▶ [ACTIVITY] Repeat all of the entries, please, keeping each line exact.

Saved entries:
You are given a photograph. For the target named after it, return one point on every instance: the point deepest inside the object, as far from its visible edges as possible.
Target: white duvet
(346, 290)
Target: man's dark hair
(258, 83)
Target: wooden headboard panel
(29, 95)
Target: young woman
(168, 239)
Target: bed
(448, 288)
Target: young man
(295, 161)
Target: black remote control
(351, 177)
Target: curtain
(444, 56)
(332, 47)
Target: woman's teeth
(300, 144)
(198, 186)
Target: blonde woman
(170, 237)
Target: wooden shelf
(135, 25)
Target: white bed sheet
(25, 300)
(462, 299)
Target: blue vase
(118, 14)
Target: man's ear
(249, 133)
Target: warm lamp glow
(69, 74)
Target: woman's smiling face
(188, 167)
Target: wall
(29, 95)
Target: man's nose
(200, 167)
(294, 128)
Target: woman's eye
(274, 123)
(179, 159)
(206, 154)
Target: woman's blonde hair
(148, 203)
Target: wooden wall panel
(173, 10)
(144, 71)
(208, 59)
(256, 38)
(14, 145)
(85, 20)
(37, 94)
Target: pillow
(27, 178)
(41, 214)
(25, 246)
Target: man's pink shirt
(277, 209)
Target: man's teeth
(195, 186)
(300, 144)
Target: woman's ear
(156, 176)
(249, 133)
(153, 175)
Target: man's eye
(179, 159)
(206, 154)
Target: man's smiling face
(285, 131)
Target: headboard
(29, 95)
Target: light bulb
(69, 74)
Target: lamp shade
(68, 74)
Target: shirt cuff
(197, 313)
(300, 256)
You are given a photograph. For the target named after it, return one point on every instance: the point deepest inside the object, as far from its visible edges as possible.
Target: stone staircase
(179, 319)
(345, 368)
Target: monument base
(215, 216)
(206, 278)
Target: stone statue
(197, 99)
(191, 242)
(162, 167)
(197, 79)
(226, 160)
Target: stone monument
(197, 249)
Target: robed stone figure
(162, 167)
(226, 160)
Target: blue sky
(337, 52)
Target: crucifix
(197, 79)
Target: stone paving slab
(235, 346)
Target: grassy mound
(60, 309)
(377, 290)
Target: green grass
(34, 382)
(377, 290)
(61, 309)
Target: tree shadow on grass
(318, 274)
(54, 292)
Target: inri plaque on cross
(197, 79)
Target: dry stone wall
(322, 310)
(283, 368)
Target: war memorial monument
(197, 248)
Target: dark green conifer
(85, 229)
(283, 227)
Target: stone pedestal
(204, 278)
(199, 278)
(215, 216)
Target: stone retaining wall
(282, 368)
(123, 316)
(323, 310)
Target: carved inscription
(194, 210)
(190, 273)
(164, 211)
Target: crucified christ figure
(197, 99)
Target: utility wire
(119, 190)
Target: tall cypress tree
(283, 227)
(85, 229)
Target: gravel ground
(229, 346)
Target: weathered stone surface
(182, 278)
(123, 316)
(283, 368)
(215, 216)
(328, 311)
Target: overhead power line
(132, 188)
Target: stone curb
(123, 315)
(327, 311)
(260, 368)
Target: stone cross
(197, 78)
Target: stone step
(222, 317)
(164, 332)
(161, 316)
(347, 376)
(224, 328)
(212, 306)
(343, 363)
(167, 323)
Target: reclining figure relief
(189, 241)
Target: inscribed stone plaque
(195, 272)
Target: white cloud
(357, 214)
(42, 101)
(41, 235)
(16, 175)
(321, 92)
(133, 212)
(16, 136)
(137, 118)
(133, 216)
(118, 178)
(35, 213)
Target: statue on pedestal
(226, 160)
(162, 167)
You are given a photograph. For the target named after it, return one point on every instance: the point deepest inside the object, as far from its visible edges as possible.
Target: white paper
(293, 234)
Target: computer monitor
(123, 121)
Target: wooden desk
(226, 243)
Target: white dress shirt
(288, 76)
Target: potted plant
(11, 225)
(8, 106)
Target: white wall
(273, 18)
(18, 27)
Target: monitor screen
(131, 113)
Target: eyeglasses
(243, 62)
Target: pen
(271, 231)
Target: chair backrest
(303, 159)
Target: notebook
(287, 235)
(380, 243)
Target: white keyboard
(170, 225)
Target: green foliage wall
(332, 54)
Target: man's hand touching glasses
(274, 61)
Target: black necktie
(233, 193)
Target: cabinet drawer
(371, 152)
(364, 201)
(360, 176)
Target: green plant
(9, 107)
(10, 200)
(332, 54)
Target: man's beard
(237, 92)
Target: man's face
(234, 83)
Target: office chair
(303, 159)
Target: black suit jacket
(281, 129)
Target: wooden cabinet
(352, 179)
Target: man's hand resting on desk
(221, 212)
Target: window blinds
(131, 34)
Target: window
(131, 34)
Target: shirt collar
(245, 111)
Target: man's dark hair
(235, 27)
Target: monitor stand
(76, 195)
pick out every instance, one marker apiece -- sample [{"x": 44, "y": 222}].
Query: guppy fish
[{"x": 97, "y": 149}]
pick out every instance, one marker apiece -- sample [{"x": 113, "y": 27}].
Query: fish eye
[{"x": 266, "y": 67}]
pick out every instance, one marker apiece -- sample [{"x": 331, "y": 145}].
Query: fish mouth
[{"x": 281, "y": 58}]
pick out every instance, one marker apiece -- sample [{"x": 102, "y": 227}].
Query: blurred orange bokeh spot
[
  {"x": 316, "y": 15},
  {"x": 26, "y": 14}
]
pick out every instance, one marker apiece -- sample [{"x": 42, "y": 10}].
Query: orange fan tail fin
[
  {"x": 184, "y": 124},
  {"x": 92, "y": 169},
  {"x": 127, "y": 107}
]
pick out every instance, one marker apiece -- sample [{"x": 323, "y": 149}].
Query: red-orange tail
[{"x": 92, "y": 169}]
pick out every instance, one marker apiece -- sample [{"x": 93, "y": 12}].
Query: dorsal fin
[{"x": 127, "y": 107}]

▶ [RESPONSE]
You are given a photograph. For the target named after it, return one point on every instance: the point deepest inside the object, as far from its visible edges as possible.
Target: white duvet
(346, 290)
Target: man's dark hair
(258, 83)
Target: wooden headboard panel
(29, 95)
Target: young woman
(168, 239)
Target: bed
(448, 288)
Target: young man
(295, 161)
Target: black remote control
(351, 177)
Target: curtain
(444, 56)
(332, 47)
Target: woman's teeth
(300, 144)
(198, 186)
Target: blonde woman
(170, 237)
Target: wooden shelf
(135, 25)
Target: white bed sheet
(25, 300)
(462, 299)
Target: blue vase
(118, 14)
Target: man's ear
(249, 133)
Target: warm lamp glow
(69, 74)
Target: woman's smiling face
(188, 167)
Target: wall
(29, 95)
Target: man's nose
(200, 167)
(294, 128)
Target: woman's eye
(274, 123)
(179, 159)
(206, 154)
Target: woman's blonde hair
(148, 203)
Target: wooden wall panel
(173, 10)
(144, 71)
(208, 59)
(256, 38)
(14, 145)
(85, 20)
(37, 94)
Target: pillow
(27, 178)
(41, 214)
(25, 246)
Target: man's pink shirt
(277, 209)
Target: man's teeth
(195, 186)
(300, 144)
Target: woman's ear
(156, 176)
(249, 133)
(153, 175)
Target: man's eye
(179, 159)
(206, 154)
Target: man's smiling face
(285, 131)
Target: headboard
(29, 95)
Target: light bulb
(69, 74)
Target: lamp shade
(68, 74)
Target: shirt cuff
(197, 313)
(300, 256)
You are given a photograph. For the target named after it, return one point on every instance: the point deepest inside the object, as far from its visible edges as possible.
Target: stone staircase
(179, 319)
(345, 368)
Target: monument base
(215, 216)
(206, 278)
Target: stone statue
(197, 99)
(191, 242)
(162, 167)
(197, 79)
(226, 160)
Target: stone monument
(197, 249)
Target: robed stone figure
(162, 167)
(226, 160)
Target: blue sky
(337, 52)
Target: crucifix
(197, 79)
Target: stone paving slab
(235, 346)
Target: grassy mound
(60, 309)
(377, 290)
Target: green grass
(34, 382)
(377, 290)
(61, 309)
Target: tree shadow on grass
(318, 274)
(54, 292)
Target: inri plaque on cross
(197, 79)
Target: dry stone wall
(322, 310)
(283, 368)
Target: war memorial monument
(197, 248)
Target: dark green conifer
(85, 229)
(283, 227)
Target: stone pedestal
(204, 278)
(199, 278)
(215, 216)
Target: stone retaining wall
(282, 368)
(123, 316)
(323, 310)
Target: carved inscription
(194, 210)
(190, 273)
(164, 211)
Target: crucified christ figure
(197, 99)
Target: utility wire
(119, 190)
Target: tall cypress tree
(283, 227)
(85, 229)
Target: gravel ground
(229, 346)
Target: weathered stone surface
(182, 278)
(123, 316)
(283, 368)
(215, 216)
(328, 311)
Target: overhead power line
(132, 188)
Target: stone curb
(123, 315)
(327, 311)
(260, 368)
Target: stone cross
(197, 78)
Target: stone step
(222, 317)
(164, 332)
(161, 316)
(347, 376)
(224, 328)
(212, 306)
(343, 363)
(167, 323)
Target: reclining figure relief
(189, 241)
Target: inscribed stone plaque
(195, 272)
Target: white cloud
(357, 214)
(42, 101)
(41, 235)
(16, 175)
(321, 92)
(133, 212)
(16, 136)
(137, 118)
(133, 216)
(118, 178)
(35, 213)
Target: statue on pedestal
(226, 160)
(162, 167)
You are given a photograph. For the target named after it, return one point on every instance: the point deepest inside the object, as far from its visible edges as possible.
Target: white paper
(293, 234)
Target: computer monitor
(123, 121)
Target: wooden desk
(226, 243)
Target: white dress shirt
(288, 76)
Target: potted plant
(11, 225)
(8, 106)
Target: white wall
(273, 18)
(18, 27)
Target: monitor screen
(131, 113)
Target: eyeglasses
(243, 62)
Target: pen
(271, 231)
Target: chair backrest
(303, 159)
Target: notebook
(287, 235)
(380, 243)
Target: white keyboard
(170, 225)
Target: green foliage wall
(332, 54)
Target: man's hand touching glasses
(274, 61)
Target: black necktie
(233, 193)
Target: cabinet drawer
(371, 152)
(364, 201)
(360, 176)
Target: green plant
(9, 107)
(10, 200)
(332, 54)
Target: man's beard
(237, 92)
Target: man's face
(234, 83)
Target: office chair
(303, 159)
Target: black suit jacket
(281, 129)
Target: wooden cabinet
(352, 179)
Target: man's hand resting on desk
(221, 212)
Target: window blinds
(131, 34)
Target: window
(131, 34)
Target: shirt collar
(245, 111)
Target: man's dark hair
(235, 27)
Target: monitor stand
(76, 195)
pick out every instance, one marker apiece -- sample [{"x": 44, "y": 222}].
Query: guppy fish
[{"x": 97, "y": 149}]
pick out every instance, one marker apiece -- sample [{"x": 113, "y": 27}].
Query: fish eye
[{"x": 266, "y": 67}]
pick out every instance, one marker apiece -- sample [{"x": 331, "y": 145}].
Query: fish mouth
[{"x": 281, "y": 58}]
pick out every instance, one marker apiece -- sample [{"x": 102, "y": 227}].
Query: blurred orange bokeh spot
[
  {"x": 316, "y": 15},
  {"x": 26, "y": 14}
]
pick out every instance, one marker apiece -- sample [{"x": 42, "y": 10}].
Query: orange fan tail fin
[
  {"x": 184, "y": 124},
  {"x": 92, "y": 169},
  {"x": 127, "y": 107}
]
pick out every instance, one marker apiece -- sample [{"x": 323, "y": 149}].
Query: red-orange tail
[{"x": 92, "y": 169}]
pick out every instance, one marker apiece -- sample [{"x": 93, "y": 12}].
Query: dorsal fin
[{"x": 127, "y": 107}]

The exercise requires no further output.